Given request: Return each line in the records below that contains the string "surface", copied in full.

### Supplied material

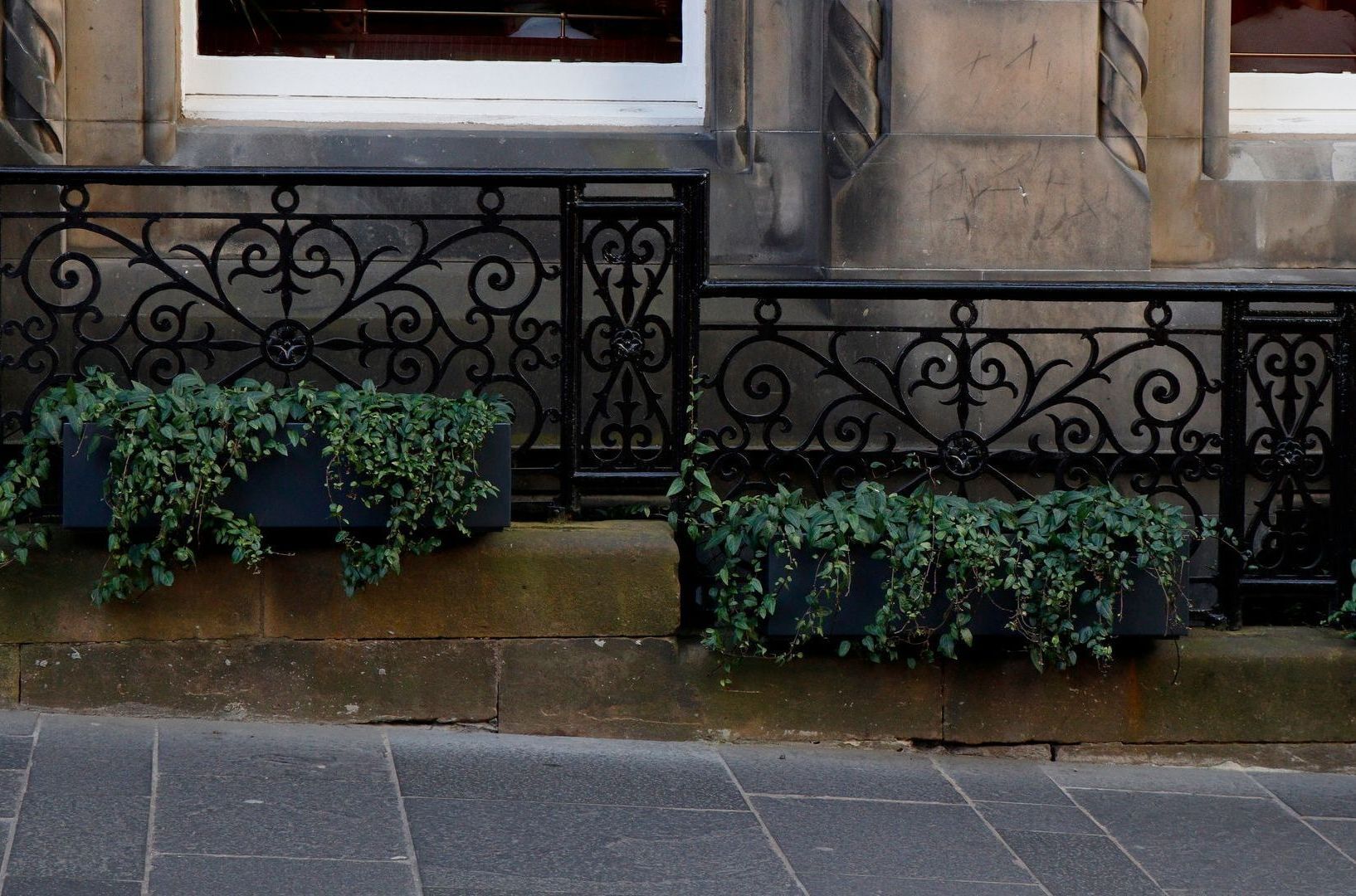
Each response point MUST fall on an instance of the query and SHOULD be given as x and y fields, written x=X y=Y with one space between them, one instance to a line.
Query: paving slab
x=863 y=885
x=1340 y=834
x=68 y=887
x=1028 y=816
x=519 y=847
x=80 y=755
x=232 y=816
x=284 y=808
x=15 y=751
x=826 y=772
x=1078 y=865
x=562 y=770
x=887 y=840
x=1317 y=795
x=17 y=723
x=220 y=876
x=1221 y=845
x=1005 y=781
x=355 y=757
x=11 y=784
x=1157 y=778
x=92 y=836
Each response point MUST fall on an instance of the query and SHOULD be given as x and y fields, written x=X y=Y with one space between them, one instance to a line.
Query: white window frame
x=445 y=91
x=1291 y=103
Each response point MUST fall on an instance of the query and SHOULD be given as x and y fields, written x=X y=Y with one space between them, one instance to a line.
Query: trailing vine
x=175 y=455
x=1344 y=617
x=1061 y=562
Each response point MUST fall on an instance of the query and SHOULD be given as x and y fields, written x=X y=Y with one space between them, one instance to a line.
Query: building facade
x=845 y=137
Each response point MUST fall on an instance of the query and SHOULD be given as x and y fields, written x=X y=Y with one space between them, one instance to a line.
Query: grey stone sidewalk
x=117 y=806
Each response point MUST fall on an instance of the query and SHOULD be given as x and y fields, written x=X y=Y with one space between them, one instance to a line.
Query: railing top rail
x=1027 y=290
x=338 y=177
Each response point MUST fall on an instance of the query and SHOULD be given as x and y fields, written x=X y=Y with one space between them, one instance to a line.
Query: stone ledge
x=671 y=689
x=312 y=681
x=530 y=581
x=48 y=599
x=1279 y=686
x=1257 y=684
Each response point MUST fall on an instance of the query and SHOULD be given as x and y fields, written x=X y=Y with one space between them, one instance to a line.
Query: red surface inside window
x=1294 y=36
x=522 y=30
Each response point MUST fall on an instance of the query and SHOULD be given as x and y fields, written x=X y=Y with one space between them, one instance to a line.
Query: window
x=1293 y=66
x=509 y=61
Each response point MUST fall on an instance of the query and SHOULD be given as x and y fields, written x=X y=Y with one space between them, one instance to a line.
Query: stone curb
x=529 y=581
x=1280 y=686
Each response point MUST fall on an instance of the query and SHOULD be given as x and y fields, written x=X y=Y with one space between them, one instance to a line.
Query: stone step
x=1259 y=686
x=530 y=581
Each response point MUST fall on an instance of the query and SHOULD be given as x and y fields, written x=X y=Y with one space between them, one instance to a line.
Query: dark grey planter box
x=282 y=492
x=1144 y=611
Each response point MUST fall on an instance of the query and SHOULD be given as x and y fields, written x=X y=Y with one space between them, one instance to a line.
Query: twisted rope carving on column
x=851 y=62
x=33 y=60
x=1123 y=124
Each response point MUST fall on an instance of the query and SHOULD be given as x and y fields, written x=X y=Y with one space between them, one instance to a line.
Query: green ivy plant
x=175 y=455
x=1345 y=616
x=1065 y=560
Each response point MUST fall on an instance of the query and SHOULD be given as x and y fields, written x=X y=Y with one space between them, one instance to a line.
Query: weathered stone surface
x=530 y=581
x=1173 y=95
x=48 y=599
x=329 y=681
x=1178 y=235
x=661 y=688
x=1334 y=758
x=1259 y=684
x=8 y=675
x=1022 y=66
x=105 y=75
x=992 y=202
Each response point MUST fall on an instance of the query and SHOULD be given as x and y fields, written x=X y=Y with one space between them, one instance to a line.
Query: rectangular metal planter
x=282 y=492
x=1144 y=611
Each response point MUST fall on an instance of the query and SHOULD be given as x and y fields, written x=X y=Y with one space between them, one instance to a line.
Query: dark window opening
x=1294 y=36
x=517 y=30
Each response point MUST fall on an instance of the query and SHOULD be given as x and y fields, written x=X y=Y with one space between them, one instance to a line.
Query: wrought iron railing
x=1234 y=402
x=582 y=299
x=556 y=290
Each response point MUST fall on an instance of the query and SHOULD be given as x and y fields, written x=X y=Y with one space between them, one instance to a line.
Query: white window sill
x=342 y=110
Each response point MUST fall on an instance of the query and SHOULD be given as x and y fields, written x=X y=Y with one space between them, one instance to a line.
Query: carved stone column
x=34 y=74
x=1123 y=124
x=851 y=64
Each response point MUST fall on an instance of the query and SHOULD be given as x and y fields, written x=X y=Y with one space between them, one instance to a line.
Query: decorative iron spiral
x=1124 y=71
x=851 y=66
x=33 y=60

######
### Supplied material

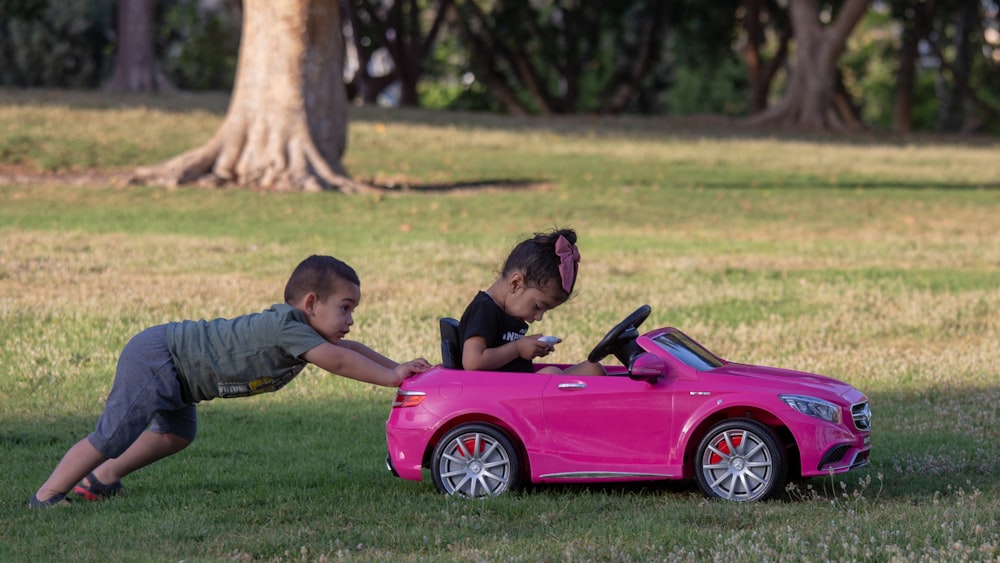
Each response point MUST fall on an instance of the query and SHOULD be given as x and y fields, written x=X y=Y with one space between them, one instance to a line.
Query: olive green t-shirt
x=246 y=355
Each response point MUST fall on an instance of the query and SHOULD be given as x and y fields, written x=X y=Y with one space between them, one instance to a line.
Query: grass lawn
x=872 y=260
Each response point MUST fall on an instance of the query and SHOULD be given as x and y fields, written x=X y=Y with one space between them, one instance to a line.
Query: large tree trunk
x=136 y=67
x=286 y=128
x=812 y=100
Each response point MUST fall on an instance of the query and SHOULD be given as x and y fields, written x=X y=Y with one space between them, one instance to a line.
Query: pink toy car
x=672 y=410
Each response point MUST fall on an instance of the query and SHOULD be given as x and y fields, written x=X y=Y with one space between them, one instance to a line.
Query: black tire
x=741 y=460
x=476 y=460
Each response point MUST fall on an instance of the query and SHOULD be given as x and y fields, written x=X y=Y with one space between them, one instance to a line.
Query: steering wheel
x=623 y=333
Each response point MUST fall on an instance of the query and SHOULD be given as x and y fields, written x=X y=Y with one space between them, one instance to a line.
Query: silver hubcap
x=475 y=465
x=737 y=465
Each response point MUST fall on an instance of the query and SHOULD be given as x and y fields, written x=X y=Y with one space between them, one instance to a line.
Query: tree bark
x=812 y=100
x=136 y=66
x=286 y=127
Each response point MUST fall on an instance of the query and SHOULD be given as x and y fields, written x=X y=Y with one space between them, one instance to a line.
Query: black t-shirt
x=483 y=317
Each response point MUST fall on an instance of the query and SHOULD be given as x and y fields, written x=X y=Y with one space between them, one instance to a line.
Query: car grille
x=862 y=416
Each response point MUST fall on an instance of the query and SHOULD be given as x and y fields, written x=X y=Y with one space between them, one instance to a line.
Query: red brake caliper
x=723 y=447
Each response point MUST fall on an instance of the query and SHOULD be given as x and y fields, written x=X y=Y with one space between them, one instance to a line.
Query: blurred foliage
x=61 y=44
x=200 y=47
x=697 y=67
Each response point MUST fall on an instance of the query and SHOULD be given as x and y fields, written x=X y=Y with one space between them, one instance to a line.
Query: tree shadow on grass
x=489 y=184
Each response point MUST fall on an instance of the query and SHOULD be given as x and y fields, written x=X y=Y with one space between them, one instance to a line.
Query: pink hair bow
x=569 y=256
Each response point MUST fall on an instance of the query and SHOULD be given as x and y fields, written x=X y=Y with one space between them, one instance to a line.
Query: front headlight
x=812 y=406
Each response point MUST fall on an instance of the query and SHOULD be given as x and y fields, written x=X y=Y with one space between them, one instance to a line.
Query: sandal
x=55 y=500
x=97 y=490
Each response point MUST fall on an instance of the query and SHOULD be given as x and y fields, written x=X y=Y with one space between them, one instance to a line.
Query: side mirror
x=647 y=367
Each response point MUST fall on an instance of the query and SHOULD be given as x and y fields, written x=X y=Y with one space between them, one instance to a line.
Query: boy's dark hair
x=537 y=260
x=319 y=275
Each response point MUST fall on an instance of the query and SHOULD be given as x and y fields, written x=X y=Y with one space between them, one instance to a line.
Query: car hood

######

Solution:
Query: red surface inside window
Query: weathered stone surface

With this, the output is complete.